**The request**: Include in the output the line containing "the turtle head" and each subsequent line of the records, through the end, transcribed exactly. Add nothing else.

**Records provided**:
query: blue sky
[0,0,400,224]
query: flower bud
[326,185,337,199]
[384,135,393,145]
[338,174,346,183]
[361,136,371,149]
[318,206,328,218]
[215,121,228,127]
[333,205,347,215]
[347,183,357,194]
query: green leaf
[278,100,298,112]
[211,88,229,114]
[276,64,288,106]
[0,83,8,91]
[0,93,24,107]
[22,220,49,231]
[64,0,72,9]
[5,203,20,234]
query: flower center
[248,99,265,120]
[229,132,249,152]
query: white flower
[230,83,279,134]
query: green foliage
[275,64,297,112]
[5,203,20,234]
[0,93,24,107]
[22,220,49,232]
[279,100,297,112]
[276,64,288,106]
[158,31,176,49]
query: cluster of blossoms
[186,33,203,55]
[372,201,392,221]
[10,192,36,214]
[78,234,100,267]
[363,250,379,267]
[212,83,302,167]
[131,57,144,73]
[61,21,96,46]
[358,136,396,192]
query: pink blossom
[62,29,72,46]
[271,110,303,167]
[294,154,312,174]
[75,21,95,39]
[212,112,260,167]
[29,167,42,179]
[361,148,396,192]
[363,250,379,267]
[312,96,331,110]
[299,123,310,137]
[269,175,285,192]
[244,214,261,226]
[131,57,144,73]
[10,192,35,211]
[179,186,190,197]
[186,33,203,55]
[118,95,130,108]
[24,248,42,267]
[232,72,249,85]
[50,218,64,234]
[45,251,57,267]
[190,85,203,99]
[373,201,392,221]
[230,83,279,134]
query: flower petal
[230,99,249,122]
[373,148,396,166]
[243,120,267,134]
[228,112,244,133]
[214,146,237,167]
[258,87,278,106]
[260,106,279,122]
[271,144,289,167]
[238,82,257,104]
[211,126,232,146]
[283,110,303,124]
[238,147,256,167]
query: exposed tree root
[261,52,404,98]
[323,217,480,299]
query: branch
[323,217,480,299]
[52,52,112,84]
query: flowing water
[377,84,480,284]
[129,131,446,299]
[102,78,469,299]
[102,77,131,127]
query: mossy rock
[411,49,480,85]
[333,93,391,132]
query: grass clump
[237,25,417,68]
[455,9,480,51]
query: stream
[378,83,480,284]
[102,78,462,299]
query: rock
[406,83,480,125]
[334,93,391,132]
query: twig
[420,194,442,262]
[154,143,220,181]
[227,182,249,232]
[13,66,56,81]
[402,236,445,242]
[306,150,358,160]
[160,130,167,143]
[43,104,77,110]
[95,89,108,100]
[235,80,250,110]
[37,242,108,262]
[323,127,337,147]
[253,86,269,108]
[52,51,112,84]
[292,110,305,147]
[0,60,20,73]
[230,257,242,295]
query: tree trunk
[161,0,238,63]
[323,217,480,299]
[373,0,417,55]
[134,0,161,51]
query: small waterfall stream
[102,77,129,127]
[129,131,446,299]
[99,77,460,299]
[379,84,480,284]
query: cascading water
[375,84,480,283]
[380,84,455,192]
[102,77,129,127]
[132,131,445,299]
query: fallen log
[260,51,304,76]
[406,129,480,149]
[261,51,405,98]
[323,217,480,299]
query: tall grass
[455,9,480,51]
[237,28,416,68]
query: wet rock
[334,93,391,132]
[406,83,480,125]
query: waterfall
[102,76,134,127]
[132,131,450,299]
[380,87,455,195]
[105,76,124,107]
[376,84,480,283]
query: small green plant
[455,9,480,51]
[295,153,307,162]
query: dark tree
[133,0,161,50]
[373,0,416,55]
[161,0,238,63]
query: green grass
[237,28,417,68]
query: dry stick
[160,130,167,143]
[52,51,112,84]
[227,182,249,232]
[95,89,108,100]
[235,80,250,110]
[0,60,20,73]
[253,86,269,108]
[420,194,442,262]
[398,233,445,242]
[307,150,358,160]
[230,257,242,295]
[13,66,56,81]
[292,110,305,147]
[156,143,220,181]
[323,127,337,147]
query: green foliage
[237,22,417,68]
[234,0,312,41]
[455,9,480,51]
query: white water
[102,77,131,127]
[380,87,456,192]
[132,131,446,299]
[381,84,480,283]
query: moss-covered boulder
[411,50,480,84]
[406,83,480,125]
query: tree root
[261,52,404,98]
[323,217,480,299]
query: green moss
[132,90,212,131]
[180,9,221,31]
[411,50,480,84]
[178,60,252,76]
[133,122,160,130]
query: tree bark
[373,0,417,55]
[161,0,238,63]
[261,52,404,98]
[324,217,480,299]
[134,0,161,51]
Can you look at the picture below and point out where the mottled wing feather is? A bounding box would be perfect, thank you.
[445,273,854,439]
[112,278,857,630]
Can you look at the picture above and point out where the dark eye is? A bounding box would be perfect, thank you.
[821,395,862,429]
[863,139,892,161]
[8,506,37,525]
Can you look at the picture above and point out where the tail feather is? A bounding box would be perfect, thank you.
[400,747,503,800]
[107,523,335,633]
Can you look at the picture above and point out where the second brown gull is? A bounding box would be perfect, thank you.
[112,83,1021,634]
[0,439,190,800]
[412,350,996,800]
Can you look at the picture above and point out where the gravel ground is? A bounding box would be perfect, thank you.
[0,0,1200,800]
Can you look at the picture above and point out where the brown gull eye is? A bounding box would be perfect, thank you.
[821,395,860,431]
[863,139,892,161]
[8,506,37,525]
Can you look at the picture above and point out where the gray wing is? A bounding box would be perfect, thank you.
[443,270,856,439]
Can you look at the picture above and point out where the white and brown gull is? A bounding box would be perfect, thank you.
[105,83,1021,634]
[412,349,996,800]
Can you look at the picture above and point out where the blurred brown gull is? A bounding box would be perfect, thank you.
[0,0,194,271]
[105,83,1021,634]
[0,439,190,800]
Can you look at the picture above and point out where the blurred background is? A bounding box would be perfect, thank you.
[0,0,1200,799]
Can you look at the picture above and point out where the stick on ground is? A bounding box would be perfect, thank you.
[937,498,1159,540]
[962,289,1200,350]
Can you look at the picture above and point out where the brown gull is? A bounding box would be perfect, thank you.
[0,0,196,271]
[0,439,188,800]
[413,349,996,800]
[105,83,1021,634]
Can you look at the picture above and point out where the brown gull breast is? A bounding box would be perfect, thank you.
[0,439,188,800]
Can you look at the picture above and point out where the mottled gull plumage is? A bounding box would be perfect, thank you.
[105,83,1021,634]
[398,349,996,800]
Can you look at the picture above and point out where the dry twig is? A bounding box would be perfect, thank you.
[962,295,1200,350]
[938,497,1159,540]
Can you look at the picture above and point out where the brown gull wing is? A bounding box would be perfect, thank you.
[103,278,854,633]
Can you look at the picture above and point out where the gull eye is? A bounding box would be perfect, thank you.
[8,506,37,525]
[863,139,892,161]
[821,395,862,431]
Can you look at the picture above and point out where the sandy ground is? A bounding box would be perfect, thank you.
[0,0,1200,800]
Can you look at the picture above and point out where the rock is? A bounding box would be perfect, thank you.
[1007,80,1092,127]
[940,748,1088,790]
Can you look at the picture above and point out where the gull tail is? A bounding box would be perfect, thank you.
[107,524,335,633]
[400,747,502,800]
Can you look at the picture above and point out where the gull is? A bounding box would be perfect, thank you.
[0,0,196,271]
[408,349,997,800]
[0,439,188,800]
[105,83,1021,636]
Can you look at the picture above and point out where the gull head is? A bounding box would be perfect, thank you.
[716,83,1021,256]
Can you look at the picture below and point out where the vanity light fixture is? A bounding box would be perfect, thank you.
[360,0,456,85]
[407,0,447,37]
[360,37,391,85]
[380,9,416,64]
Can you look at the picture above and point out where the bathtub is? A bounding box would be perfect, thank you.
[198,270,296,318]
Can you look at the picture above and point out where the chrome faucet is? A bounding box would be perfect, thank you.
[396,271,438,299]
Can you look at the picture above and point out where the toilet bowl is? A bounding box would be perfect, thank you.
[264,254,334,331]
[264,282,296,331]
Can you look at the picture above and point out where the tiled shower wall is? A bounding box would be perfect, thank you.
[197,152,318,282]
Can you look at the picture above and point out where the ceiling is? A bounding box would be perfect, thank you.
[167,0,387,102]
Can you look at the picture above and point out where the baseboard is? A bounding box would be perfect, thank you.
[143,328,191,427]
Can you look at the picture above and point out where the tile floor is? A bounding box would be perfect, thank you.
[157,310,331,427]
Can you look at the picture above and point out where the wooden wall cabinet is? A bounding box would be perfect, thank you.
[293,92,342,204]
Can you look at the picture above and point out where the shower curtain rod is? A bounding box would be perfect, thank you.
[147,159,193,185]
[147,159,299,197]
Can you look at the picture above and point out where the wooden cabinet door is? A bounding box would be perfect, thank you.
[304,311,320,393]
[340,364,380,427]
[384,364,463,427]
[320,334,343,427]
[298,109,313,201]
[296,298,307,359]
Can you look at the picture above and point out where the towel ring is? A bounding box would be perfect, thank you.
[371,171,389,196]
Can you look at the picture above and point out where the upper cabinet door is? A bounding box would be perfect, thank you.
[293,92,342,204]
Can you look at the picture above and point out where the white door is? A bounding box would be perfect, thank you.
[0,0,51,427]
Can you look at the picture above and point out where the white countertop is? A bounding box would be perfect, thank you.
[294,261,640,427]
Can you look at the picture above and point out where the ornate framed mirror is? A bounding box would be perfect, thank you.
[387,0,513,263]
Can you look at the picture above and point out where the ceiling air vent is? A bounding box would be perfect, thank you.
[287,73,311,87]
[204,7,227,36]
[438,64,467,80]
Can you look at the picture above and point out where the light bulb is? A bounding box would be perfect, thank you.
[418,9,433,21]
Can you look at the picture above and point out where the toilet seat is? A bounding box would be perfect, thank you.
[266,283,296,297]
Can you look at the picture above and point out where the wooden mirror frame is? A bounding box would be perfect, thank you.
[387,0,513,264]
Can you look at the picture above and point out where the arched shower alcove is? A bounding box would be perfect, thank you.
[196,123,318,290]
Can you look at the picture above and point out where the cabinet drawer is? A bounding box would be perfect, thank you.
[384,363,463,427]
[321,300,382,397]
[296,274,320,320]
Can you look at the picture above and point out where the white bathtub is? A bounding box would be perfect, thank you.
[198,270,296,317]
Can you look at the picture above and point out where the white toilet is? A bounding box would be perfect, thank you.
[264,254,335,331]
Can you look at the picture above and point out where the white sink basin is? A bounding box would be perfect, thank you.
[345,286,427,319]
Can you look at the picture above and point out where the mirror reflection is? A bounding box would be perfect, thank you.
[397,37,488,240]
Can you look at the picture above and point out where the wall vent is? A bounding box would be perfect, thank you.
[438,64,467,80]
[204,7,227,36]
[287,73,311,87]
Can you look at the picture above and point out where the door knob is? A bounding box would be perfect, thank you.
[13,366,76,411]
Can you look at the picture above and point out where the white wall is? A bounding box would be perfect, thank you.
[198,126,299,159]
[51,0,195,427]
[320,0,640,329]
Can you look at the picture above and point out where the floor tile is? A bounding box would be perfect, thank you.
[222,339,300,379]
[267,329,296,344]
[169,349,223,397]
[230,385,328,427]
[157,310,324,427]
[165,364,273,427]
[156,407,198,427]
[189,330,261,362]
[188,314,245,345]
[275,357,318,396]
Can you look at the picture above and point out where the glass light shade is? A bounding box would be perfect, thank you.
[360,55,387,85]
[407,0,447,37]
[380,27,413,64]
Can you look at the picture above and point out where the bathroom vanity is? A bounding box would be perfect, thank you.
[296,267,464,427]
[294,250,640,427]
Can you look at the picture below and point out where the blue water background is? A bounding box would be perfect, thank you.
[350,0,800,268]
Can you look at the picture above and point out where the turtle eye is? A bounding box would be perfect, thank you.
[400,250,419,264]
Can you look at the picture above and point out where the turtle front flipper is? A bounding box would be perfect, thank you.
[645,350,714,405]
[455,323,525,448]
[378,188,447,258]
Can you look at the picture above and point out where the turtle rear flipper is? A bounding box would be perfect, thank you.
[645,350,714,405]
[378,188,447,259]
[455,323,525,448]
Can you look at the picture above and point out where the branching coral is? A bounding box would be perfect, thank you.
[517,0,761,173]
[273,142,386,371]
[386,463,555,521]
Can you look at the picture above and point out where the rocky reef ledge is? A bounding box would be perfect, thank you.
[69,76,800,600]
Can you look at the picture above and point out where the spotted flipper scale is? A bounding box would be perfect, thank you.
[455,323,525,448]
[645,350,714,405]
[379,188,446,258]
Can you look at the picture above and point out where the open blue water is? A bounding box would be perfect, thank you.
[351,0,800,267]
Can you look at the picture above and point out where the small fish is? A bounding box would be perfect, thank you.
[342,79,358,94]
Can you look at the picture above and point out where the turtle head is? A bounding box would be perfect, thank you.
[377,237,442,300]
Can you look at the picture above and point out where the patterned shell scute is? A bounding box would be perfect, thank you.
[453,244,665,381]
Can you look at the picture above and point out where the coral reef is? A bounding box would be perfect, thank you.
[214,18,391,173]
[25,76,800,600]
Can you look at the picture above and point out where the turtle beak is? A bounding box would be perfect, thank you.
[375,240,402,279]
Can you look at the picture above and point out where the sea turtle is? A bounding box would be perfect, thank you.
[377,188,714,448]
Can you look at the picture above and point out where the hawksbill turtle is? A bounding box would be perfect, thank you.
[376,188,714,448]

**Full solution**:
Can you look at the picture above and point out where the turtle head is? A bounding box would be perfect, thank you.
[377,237,442,300]
Can you look at the picture above and point out where the patterned shell scute is? A bounding box would be perfect, thank you.
[453,244,665,381]
Can you look at the picture above and point out where the coral reef is? A bounding box would be perfect, thank you.
[214,18,391,173]
[25,76,800,600]
Can you look at the picture above and point out where the turtle beak is? A bounding box would be perfect, thank you.
[375,240,402,279]
Can you look at the picture above and point out where the sea turtle is? A bounding box would be perfect, thank you.
[377,188,714,448]
Can you look at the picture above and point out where the hawksbill turtle is? A bounding box would be perfect, thank you.
[376,188,714,448]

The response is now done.